Malzemede "Instructions: you will" geçen satırdan "Return the coordinates" geçen satıra kadar olan kısmı, iki uçtaki satırlar da dahil olmak üzere, "Carefully" yerine "Thoroughly" yazarak düzenle ve geri kalan her şeyi olduğu gibi bırak. Yanıtta yalnızca bu satırlar yer alsın, resimler yanıta girmesin.
□ □ □ □
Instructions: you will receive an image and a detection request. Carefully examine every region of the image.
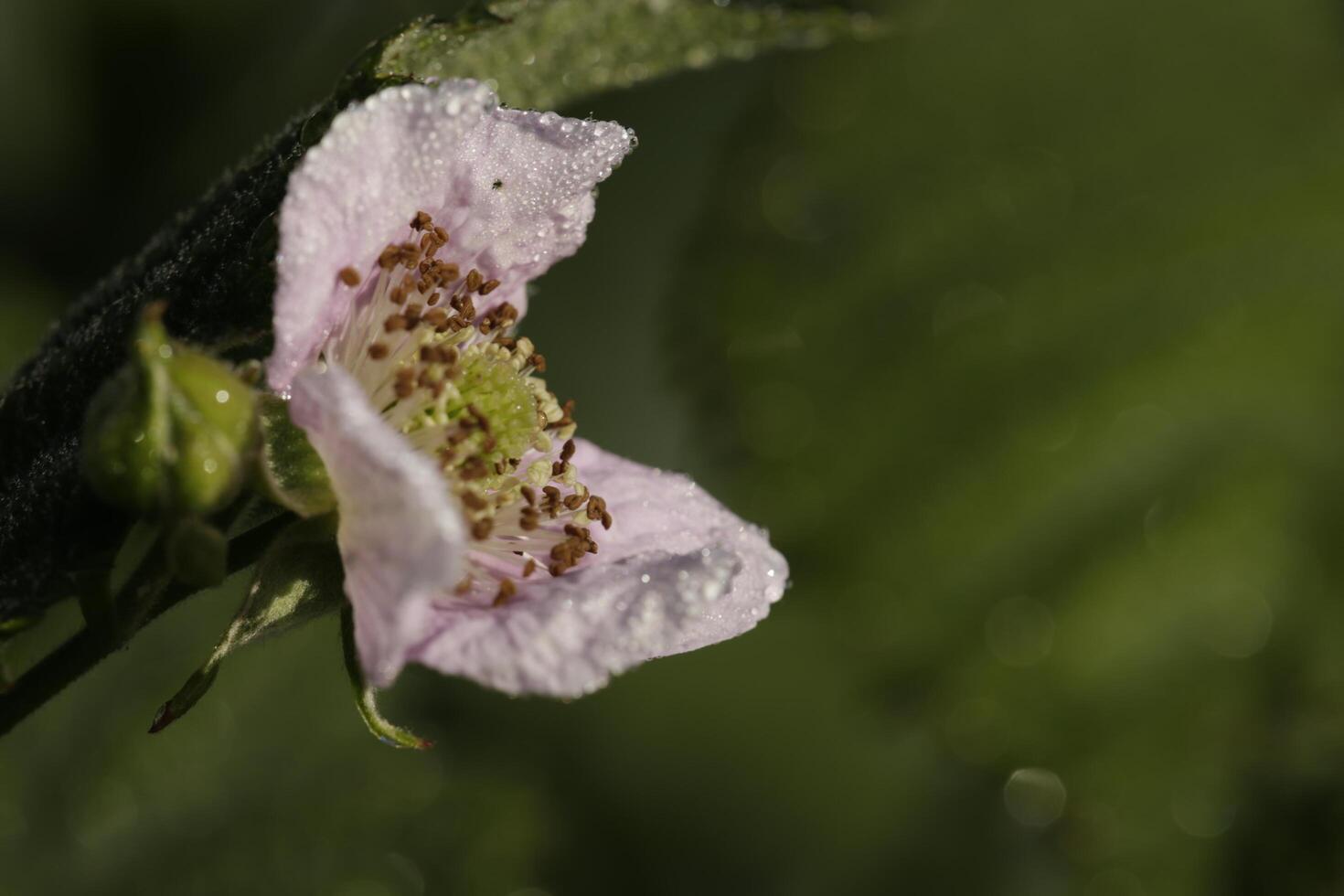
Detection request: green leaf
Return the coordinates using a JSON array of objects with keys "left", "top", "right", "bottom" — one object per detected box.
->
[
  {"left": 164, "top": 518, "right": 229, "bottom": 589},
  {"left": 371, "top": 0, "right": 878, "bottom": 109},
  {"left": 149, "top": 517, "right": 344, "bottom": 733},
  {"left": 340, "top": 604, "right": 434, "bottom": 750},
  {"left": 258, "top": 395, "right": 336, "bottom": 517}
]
□ □ □ □
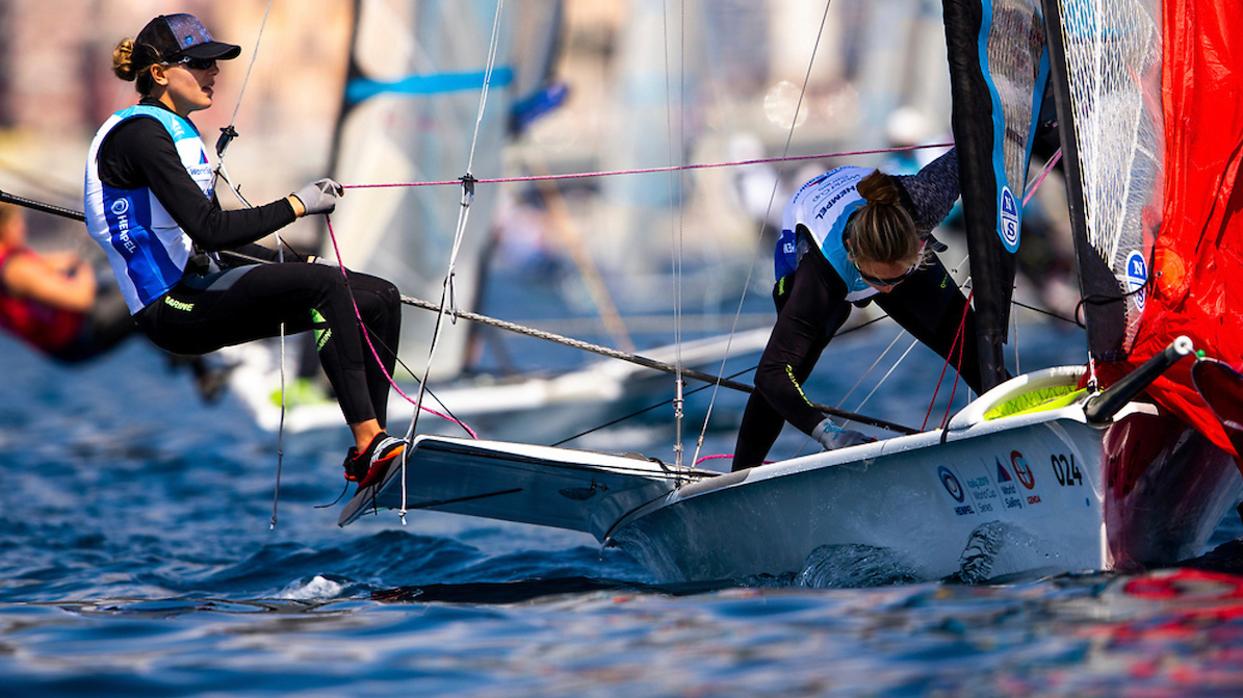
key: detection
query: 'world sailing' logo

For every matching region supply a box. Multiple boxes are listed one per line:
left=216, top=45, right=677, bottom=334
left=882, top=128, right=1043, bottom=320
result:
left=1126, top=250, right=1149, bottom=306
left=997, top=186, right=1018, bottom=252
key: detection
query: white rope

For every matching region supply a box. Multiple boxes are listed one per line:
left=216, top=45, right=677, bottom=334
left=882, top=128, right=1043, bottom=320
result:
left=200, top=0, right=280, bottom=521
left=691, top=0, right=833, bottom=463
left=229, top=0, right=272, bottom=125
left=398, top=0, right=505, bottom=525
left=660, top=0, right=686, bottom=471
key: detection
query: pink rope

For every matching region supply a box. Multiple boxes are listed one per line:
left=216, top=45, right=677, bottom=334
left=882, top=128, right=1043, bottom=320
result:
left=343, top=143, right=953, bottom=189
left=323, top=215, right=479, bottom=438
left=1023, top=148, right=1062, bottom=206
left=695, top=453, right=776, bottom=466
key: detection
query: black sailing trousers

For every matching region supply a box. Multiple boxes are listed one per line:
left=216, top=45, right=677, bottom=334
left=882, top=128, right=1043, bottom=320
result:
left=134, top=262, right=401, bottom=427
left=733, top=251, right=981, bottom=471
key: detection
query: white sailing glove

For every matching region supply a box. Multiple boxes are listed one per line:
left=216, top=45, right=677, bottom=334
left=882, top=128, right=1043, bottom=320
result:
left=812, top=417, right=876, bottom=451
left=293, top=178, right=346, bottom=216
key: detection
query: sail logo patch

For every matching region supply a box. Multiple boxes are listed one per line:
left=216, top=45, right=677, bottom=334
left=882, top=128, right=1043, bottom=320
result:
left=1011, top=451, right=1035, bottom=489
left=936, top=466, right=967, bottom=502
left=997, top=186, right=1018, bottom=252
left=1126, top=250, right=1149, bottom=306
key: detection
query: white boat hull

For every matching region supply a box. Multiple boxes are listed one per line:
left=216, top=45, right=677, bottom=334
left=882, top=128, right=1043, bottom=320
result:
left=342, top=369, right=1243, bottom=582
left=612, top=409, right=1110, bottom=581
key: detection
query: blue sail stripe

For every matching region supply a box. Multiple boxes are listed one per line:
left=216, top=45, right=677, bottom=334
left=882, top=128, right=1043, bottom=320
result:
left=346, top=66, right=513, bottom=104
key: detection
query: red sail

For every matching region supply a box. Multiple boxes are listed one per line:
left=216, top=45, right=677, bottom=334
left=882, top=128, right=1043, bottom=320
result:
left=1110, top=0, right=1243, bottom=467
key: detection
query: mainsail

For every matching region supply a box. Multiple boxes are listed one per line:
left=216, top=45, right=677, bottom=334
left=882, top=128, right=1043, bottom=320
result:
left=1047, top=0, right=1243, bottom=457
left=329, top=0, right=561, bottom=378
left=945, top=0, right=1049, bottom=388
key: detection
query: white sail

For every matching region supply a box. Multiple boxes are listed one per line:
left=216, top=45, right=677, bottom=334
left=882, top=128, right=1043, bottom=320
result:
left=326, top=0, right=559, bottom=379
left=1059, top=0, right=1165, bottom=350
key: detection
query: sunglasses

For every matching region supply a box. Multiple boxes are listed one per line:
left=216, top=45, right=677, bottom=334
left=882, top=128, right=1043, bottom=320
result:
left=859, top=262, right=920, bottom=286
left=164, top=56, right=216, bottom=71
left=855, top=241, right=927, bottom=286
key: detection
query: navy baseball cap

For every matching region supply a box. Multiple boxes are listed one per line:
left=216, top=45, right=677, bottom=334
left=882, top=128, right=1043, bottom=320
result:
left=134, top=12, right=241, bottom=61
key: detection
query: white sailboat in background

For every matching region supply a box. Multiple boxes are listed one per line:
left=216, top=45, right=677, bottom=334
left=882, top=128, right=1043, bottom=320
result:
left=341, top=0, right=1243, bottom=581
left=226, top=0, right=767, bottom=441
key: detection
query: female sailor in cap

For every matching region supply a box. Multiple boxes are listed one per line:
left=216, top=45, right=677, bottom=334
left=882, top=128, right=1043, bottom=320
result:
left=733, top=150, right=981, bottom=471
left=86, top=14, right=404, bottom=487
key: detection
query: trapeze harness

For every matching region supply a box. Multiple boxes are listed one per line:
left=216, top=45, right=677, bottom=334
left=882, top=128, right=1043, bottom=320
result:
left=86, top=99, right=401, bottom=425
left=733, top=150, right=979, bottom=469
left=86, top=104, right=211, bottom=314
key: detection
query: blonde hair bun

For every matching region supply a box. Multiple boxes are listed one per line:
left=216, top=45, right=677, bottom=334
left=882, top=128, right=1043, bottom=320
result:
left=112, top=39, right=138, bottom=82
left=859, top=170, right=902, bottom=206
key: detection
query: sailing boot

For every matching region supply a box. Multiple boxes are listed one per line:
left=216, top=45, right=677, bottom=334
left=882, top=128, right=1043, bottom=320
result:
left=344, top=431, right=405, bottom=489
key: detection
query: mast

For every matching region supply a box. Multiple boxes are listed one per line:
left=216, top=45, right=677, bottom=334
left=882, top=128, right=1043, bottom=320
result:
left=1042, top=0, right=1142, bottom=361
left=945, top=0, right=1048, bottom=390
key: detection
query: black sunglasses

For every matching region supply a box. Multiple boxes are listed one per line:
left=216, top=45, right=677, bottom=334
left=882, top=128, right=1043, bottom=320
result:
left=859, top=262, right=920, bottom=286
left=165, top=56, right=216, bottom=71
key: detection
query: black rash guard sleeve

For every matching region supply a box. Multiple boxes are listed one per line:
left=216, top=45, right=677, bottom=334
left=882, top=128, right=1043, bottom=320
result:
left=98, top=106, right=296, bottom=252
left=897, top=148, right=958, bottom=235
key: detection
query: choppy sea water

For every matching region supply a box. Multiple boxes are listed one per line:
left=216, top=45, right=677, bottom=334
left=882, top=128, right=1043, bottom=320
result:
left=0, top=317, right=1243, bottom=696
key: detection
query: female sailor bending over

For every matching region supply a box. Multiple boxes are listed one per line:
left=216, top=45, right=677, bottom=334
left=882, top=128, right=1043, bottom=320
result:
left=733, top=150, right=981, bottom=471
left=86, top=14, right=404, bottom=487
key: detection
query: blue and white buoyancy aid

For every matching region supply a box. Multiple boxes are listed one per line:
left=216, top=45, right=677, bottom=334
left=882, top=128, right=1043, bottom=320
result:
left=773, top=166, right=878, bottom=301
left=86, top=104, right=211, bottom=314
□ □ □ □
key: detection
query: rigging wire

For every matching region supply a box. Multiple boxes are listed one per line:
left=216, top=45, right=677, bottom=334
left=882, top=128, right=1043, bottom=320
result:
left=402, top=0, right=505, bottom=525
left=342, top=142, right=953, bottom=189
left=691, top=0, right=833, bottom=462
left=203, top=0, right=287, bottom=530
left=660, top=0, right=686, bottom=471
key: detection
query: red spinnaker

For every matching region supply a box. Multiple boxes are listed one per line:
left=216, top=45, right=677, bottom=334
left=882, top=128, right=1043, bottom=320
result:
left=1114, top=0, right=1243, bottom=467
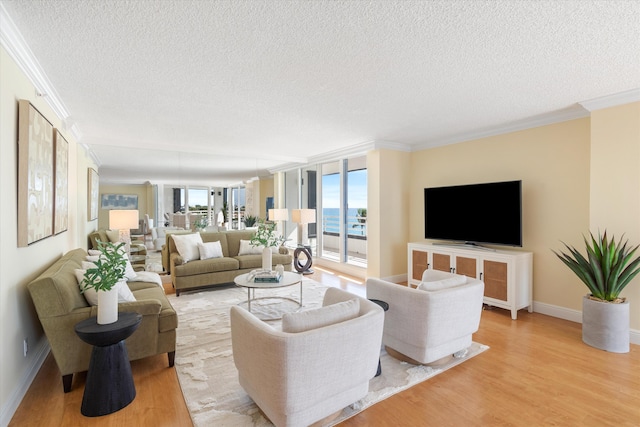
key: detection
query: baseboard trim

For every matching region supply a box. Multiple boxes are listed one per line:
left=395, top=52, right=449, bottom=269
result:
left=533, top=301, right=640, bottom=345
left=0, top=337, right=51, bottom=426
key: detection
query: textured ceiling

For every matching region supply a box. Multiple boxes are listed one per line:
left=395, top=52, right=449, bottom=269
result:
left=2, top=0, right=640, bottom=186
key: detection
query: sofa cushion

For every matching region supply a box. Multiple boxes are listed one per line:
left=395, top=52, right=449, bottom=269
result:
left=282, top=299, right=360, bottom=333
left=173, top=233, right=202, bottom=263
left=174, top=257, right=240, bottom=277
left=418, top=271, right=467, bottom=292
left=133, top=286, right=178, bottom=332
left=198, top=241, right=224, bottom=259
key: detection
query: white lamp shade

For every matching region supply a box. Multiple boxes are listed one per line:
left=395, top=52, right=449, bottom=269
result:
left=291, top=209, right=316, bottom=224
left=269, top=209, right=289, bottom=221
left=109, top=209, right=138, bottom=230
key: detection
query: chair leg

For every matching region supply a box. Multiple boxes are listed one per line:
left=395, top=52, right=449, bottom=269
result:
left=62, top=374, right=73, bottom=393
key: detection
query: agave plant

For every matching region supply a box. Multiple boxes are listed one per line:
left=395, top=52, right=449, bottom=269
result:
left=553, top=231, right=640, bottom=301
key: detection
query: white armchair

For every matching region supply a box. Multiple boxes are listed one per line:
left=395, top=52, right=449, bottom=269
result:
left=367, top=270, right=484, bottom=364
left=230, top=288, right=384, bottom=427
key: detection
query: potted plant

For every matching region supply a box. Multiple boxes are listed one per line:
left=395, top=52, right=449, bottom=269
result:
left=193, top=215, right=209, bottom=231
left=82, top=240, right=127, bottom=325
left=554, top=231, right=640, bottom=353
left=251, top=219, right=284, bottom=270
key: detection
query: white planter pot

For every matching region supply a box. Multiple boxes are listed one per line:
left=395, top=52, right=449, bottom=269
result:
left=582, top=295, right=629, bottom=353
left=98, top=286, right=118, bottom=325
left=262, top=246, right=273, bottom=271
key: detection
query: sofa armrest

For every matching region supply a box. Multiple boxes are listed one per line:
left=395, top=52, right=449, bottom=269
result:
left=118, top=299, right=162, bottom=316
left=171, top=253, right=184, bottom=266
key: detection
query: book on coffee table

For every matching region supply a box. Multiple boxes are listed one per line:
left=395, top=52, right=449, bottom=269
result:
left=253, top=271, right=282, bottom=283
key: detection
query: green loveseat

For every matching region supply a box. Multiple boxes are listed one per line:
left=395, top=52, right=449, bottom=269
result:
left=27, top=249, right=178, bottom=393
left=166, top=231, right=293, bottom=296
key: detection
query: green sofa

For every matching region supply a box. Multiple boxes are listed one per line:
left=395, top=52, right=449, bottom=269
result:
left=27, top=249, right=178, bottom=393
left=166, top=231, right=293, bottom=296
□ □ □ □
## Yanıt olarak
Instructions: you will receive an image and a detection request. Thoroughly examine every region of the image.
Detection request: green leaf
Return the coordinates using a JSON array of objects with keys "left", "top", "right", "bottom" — one object per detected box.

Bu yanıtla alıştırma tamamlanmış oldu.